## Exercise text
Shadow Climbing in Grass Valley

Because outcomes are so influenced by the nature of the therapeutic relationship, counsellors and counselling related research pays close attention to the development of the working alliance. To that end, Gerald Corey (2009) defined “therapy at its best is an active collaborative process of working with the client as an active self-healer” (p 18). This week for GCAP 671 Course – Developing the Working Alliance we were asked to post a response to this question.

The working alliance can be said to exist in nearly every relationship, counselling or not. Are there any situations where you might not find a working alliance?

I enjoyed this question and appreciate the responses that preceded mine citing vast differences in value systems and beliefs. I chose not to go that path with this, below is my answer to my classmates. I look forward to seeing what kind of responses I get on the grad school forum.

(Please don’t read too much emotion into this post. I wanted to present my dissent as convincingly as possible but am not on a mission about this.)

If I can take a respectful oppositional stance, I disagree with the premise of this question. Isn’t the title of this course, “Developing a Working Alliance”? If working alliances were so commonly available why would we be spending an entire unit of this program (conceivably more) on how to create them? I would argue further that to state it this way cheapens the process of cultivating an effective working relationship and denigrates our professional skill-set.

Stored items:
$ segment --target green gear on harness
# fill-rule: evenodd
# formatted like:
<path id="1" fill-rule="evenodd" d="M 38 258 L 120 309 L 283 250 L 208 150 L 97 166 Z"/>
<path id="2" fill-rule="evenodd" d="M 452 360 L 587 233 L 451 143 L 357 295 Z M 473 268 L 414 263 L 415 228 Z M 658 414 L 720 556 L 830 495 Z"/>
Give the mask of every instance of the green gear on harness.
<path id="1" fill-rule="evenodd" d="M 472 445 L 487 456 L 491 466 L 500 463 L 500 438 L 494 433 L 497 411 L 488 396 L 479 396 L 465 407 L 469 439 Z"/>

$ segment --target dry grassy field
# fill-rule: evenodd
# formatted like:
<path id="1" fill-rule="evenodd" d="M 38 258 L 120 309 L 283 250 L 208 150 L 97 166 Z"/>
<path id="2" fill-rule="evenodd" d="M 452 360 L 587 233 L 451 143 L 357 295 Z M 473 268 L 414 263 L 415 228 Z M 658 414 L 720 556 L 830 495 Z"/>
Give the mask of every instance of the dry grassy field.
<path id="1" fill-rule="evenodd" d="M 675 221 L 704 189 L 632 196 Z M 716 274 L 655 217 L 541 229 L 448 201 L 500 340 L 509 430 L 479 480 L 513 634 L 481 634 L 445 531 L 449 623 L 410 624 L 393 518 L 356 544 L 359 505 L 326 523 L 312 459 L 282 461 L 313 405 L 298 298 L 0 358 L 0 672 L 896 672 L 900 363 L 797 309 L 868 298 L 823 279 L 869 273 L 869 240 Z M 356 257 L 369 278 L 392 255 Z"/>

## Your goal
Continue the blog post on the working alliance, picking up after its final sentence.

## Output of the task
A more accurate premise for me would be to say that “nearly every relationship has the potential to become a working alliance”. In absence of that addition, I would offer in response to this question that, semantics aside, any relationship that lacks Corey’s (2009) starting eight behaviors of the therapeutic relationship would not fall into the category of a working alliance.

Corey’s Therapeutic Relationship Behaviors (p. 21)
  • Active listening to and understanding clients
  • Acknowledging their desire to change
  • Suspending critical judgment
  • Expressing appropriate warmth and acceptance
  • Communication that you have an understanding of their world as they experience it
  • Providing a combination of support and challenge
  • Assisting clients in cultivating their inner resources for change
  • Helping clients take the specific steps need to bring about change


I’ve heard things in North America have changed since Obama came on board in the US but I can’t believe they have changed to the point where nearly every relationship contains these qualities. Prove me wrong, please. ~ Adam

Corey, G. (2008). The art of integrative counselling (2nd ed.). Belmont, CA: Brooks Cole.